**What the task asks**:
Carry on the article about critical stress management and chaplaincy support for EMS practitioners, starting right after its final sentence.

**Source passage**:
This article is reprinted with permission from the Spring 2011 issue of NAEMT News.
Critical stress management (CSM) is a term that most of us who are either EMS practitioners or other first responders, or who support EMS practitioners, have become familiar with in the last decade.
In the 1970s, I was a police officer and volunteer member of the Black Mountain, NC, Rescue Squad. We were told to keep our emotions in check, and not to show weakness. This probably sounds very familiar. Thankfully, those days are over.
Through a CSM system, several types of support are available to EMS practitioners and their families. On the forefront of this movement was the International Critical Incident Stress Foundation, which was founded in 1982. One of the now endorsed CSM support avenues is pastoral crisis intervention. I was honored to be one of the co-authors of the two pastoral crisis intervention courses offered through the ICISF and the University of Maryland--Baltimore Campus.
I am also blessed that in 1990, the Lord shared a vision with me to begin a full-time chaplain's program--the Coastal Crisis Chaplaincy. This ministry is for EMS practitioners and other first responders, their families and victims of crime. In 2010, we responded to some 1,550 emergency calls offering on-scene support to EMS practitioners and others.
It is key to offer the appropriate support following a traumatic call. If this support is not offered, the likelihood exists that stress will build up, which could potentially lead to stress that can be life-changing, resulting in post-traumatic stress disorder. The Coastal Crisis Chaplaincy serves 36 agencies; one of the major agencies that we are honored to serve is the Charleston County EMS.
NAEMT President-elect and Charleston County EMS Director Don Lundy states, "In our business, we are always focused on the patient. Many times, a co-worker may become a de-facto patient because of what they see and experience on the job. We use the chaplaincy for issues that an employee may come up against, but may not want to talk with their employer about. This is a very complicated world, and many members of our EMS family experience a multitude of issues that, if not caught and worked out early, end up affecting both their jobs and our patient care."

**Extracted data**:
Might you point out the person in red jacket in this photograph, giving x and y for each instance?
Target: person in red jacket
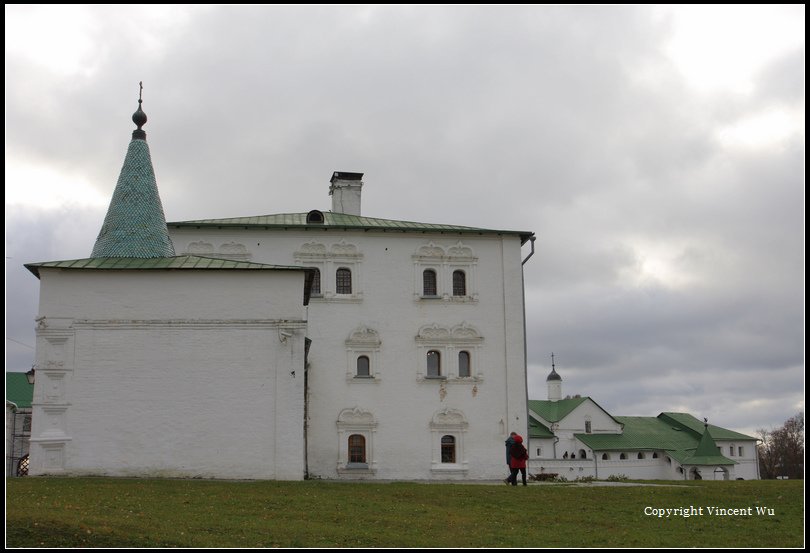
(517, 460)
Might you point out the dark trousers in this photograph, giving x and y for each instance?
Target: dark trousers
(513, 476)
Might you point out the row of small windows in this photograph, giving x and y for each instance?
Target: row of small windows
(343, 282)
(434, 364)
(430, 283)
(623, 456)
(605, 456)
(357, 449)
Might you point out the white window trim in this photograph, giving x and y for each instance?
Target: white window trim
(448, 422)
(363, 341)
(449, 341)
(356, 421)
(340, 255)
(445, 260)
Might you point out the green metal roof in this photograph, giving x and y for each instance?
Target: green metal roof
(18, 390)
(539, 430)
(659, 433)
(555, 411)
(690, 422)
(181, 262)
(135, 225)
(341, 221)
(707, 452)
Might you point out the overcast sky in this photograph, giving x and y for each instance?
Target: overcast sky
(656, 152)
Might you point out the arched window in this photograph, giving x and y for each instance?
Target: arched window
(343, 281)
(363, 366)
(429, 287)
(357, 449)
(434, 362)
(459, 283)
(448, 449)
(464, 363)
(316, 283)
(315, 216)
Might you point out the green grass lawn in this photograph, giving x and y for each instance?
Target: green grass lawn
(107, 512)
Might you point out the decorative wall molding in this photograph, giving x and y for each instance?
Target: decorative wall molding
(356, 418)
(449, 419)
(461, 333)
(363, 337)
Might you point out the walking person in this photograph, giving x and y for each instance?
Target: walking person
(510, 441)
(517, 460)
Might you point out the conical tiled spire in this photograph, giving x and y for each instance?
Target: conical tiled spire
(135, 225)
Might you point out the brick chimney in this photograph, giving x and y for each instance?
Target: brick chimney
(345, 191)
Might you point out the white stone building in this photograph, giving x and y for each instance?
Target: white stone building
(317, 344)
(417, 367)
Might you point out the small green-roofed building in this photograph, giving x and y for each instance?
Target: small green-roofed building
(19, 398)
(577, 437)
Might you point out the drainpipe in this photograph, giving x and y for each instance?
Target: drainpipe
(531, 253)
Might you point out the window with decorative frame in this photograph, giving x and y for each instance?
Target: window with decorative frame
(448, 428)
(459, 283)
(448, 449)
(464, 367)
(363, 366)
(357, 449)
(356, 428)
(338, 277)
(436, 343)
(454, 269)
(316, 283)
(429, 288)
(343, 281)
(362, 353)
(434, 364)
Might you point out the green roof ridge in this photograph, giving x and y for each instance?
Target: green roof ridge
(340, 220)
(18, 390)
(156, 263)
(135, 225)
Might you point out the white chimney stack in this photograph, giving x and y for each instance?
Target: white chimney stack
(345, 191)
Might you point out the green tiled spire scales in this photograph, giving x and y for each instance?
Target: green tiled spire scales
(135, 225)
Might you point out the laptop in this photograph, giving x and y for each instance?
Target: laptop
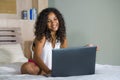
(73, 61)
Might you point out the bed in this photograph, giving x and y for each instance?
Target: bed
(12, 57)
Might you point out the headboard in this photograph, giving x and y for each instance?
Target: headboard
(10, 35)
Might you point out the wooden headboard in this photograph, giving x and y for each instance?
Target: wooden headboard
(10, 35)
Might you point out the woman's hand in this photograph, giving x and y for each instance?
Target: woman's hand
(91, 45)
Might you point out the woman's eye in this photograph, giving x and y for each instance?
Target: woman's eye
(48, 20)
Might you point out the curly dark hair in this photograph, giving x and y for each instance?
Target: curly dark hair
(41, 28)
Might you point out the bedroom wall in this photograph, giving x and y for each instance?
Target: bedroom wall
(93, 21)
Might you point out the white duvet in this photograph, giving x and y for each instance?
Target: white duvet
(103, 72)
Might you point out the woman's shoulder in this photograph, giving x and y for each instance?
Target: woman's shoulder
(42, 40)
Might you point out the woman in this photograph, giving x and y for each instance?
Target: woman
(50, 33)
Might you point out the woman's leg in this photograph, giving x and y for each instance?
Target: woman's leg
(30, 68)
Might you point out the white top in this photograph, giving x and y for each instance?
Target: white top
(47, 53)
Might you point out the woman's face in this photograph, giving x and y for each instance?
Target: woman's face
(52, 23)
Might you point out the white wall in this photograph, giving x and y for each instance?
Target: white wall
(93, 21)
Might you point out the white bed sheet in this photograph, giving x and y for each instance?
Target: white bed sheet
(103, 72)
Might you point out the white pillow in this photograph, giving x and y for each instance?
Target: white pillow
(11, 53)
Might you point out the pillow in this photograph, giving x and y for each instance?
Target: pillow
(11, 53)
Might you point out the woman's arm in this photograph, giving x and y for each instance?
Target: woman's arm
(64, 44)
(38, 52)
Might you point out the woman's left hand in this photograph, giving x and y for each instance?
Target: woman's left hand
(91, 45)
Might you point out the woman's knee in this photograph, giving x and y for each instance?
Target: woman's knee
(29, 68)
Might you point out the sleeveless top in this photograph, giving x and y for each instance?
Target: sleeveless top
(47, 53)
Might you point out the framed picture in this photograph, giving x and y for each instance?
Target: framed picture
(8, 7)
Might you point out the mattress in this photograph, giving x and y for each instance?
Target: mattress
(11, 71)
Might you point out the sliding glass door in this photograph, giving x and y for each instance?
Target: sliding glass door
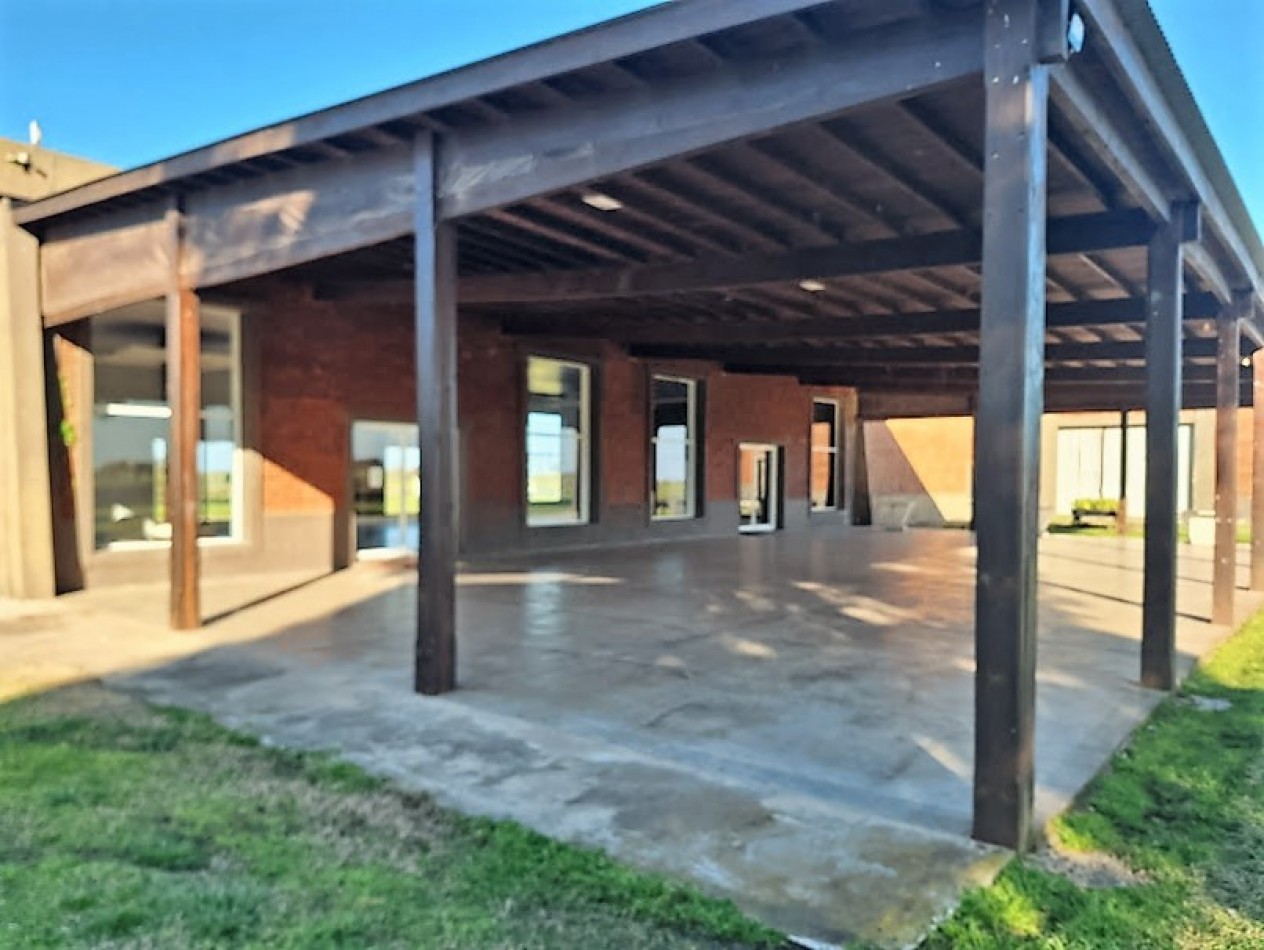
(386, 479)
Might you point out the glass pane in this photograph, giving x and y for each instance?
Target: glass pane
(673, 479)
(130, 426)
(671, 411)
(386, 479)
(824, 455)
(129, 457)
(556, 433)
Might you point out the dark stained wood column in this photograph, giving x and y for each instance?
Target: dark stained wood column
(1121, 513)
(1008, 435)
(185, 398)
(1224, 580)
(1258, 470)
(435, 277)
(1163, 340)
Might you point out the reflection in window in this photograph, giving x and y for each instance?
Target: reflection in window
(824, 455)
(558, 418)
(130, 427)
(673, 412)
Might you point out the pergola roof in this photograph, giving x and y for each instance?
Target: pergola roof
(842, 249)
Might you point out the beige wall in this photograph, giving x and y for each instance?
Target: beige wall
(48, 172)
(928, 462)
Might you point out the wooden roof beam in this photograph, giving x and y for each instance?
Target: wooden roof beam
(1072, 235)
(536, 154)
(1058, 316)
(866, 356)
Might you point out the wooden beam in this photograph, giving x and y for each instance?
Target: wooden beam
(436, 420)
(1224, 583)
(1200, 380)
(521, 158)
(662, 25)
(27, 516)
(906, 356)
(1258, 471)
(183, 397)
(1078, 101)
(1008, 440)
(1133, 70)
(303, 214)
(1090, 315)
(1163, 340)
(1071, 235)
(92, 265)
(1121, 507)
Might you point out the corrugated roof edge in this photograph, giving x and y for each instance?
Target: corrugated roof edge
(1172, 81)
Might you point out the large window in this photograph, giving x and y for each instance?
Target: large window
(674, 440)
(558, 442)
(824, 455)
(132, 422)
(1090, 464)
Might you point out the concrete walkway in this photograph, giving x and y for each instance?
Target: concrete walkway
(786, 721)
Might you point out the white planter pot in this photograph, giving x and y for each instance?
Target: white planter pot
(1202, 529)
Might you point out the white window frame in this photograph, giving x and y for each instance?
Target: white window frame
(690, 450)
(584, 454)
(832, 450)
(156, 411)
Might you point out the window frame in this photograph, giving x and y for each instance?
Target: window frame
(584, 456)
(237, 535)
(833, 450)
(693, 440)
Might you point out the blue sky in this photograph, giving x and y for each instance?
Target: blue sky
(132, 81)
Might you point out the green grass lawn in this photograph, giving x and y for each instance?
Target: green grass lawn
(124, 825)
(1176, 825)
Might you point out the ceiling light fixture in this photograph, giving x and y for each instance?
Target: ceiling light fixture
(601, 201)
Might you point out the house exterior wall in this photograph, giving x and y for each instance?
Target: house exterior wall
(928, 462)
(310, 368)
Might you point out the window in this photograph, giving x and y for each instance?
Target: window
(558, 442)
(132, 421)
(824, 455)
(1090, 464)
(674, 441)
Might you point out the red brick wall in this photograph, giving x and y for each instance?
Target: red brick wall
(325, 364)
(321, 365)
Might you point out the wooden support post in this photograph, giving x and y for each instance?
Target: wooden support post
(1227, 399)
(435, 277)
(1163, 341)
(1258, 470)
(1010, 404)
(27, 551)
(185, 398)
(1121, 511)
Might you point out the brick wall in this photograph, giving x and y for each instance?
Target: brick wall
(321, 365)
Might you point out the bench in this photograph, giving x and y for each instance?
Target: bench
(1104, 517)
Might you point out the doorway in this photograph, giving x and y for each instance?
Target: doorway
(757, 497)
(386, 487)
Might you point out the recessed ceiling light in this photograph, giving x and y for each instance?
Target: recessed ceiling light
(602, 202)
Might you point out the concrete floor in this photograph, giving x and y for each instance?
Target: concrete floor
(785, 720)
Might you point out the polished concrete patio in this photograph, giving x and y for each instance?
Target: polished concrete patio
(785, 720)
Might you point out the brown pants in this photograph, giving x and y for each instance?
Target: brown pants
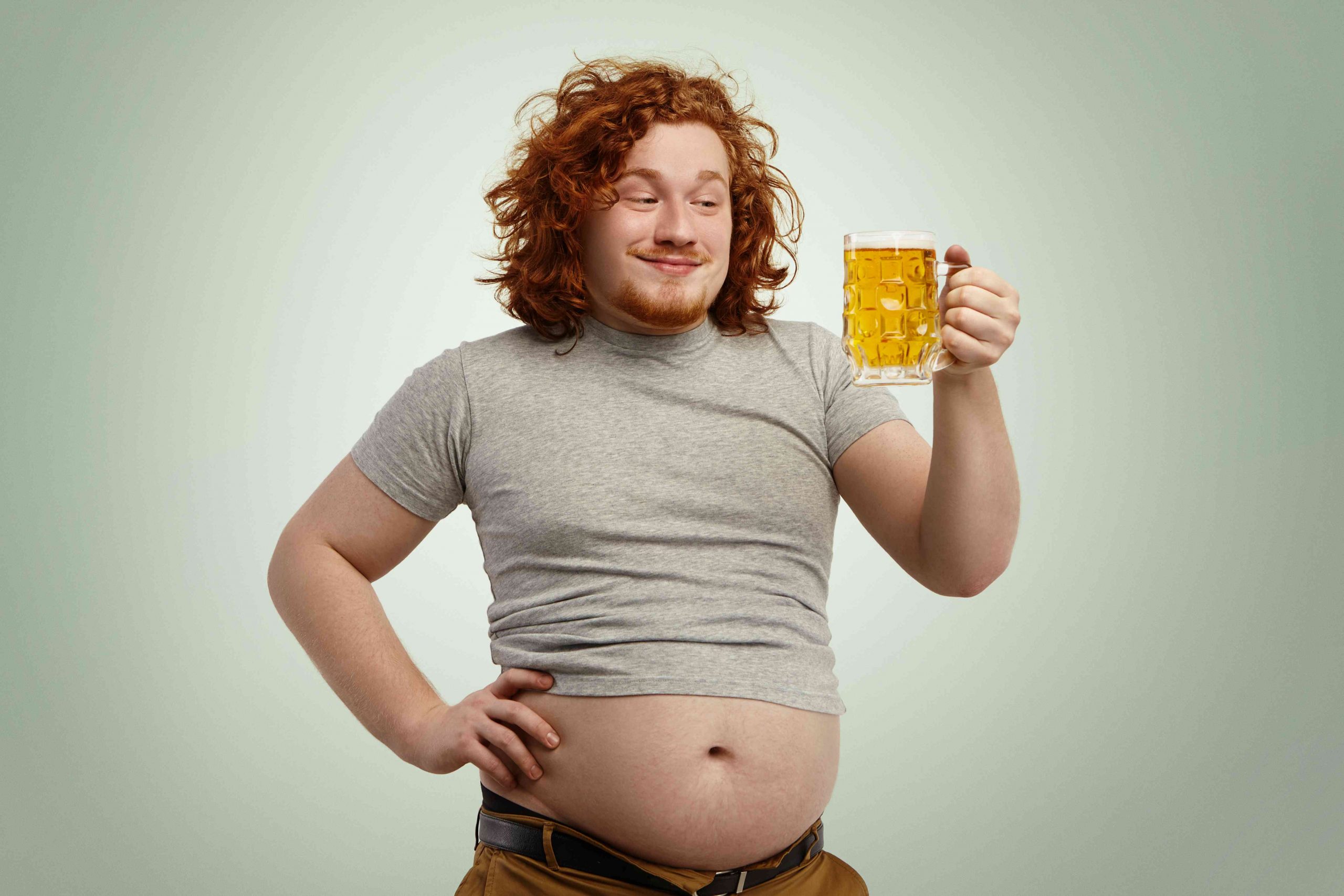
(499, 872)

**Answer**:
Spiritual Support in Action
Over these 20 years, I have been requested to respond to various situations with EMS practitioners who have experienced loss. One time concerned when a medic was relieved of duty. A supervisor called me and stated that they were concerned for his safety, as he felt the fired employee may harm himself. I found him living in his car. I asked him to go with me to talk with a professional counselor. He said he would meet me after he visited his father's grave; I told him that was not going to be an option, and he did go with me and received some much-needed help.
Some EMS systems utilize chaplains as a resource for their personnel. Some of these chaplains are local clergy who serve the agency as a volunteer. Several agencies have full-time chaplains, as we do at the Coastal Crisis Chaplaincy, which is a non-profit ministry. We have four full-time staff, 15 volunteer chaplains and a board of directors (which Don Lundy has faithfully served for seven years).
On a regular basis, a chaplain is requested to meet a crew at the emergency room following a particularly bad run, such as one involving a baby or another EMS worker. By offering a 'Ministry of Presence' every day, I pray we are making a difference in the lives of the EMS practitioners, their families and the agency.
Providing pastoral support as part of the critical stress management system for our EMS personnel is very important. Lundy comments that "The Coastal Crisis Chaplaincy has been the foundation for our 'spiritual division.' While some might think of a chaplaincy as a Bible-carrying group, this chaplaincy ministry for us is a part of the EMS team that offers a spiritual presence for our co-workers. I cannot think of where we would be if we did not have this group with us. They have saved quite a number of lives, marriages and families within our system."